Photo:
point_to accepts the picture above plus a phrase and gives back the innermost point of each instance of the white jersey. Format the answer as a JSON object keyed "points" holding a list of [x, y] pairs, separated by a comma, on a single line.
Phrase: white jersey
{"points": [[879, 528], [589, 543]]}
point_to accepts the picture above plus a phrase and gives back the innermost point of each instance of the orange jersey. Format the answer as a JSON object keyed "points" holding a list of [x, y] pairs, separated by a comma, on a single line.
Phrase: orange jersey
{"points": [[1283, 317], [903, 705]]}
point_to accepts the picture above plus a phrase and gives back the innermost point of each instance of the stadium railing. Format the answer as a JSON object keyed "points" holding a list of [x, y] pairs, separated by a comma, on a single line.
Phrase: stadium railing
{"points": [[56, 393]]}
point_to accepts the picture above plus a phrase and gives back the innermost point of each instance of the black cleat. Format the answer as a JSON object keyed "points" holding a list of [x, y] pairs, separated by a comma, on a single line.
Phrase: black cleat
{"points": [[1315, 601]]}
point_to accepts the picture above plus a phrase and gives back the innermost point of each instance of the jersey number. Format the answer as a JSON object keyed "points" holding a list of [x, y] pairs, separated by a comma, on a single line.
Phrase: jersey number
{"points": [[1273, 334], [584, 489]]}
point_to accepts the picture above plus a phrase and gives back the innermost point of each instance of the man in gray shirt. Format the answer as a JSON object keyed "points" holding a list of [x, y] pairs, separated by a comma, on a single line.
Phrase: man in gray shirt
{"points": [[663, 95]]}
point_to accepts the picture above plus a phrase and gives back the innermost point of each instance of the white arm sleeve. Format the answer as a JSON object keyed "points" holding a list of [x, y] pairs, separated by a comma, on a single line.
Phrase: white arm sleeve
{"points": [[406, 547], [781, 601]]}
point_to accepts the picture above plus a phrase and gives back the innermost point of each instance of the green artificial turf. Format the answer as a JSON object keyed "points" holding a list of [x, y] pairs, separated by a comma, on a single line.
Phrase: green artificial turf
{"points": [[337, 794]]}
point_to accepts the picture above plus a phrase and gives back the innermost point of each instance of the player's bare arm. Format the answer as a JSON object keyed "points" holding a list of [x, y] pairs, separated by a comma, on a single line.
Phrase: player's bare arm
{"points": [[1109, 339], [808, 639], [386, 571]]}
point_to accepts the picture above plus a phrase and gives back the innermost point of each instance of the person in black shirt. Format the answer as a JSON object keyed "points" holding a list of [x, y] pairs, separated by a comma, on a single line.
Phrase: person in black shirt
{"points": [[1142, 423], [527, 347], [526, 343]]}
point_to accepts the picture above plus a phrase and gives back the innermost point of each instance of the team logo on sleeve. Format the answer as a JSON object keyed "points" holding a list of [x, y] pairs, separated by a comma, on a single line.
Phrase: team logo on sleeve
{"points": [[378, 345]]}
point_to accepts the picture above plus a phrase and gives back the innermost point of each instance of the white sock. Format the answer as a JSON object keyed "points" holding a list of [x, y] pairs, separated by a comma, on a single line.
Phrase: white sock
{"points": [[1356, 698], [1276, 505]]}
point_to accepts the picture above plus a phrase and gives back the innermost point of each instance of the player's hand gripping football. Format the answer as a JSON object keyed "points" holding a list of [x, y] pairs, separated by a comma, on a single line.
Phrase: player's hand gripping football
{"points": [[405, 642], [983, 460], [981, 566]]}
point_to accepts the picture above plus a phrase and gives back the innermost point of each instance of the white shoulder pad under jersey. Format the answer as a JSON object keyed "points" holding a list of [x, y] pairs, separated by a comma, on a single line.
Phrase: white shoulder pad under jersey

______

Task to carry out
Reproduce only the lines running from the one with "the player's hand" through the final line of the listing above, both ends included.

Task result
point_to accepts the picture above plus a phrase and gives back the innermost point of each instance of the player's hand gripping football. Format the answer as a JSON object keyed "points" holding a list of [x, y] pairs, separated by a comma, on a single line.
Phrase: player's hand gripping football
{"points": [[405, 642], [983, 460], [981, 566]]}
point_to accepts the picture above plus a phrase and gives back the innermost point of each instance of the white shoulder pad under jersey. Format the answer as a JSON object keyed "points" holding a list of [x, y] pairs, separated by a comma, on a single line.
Phrase: white shoulder pad under jersey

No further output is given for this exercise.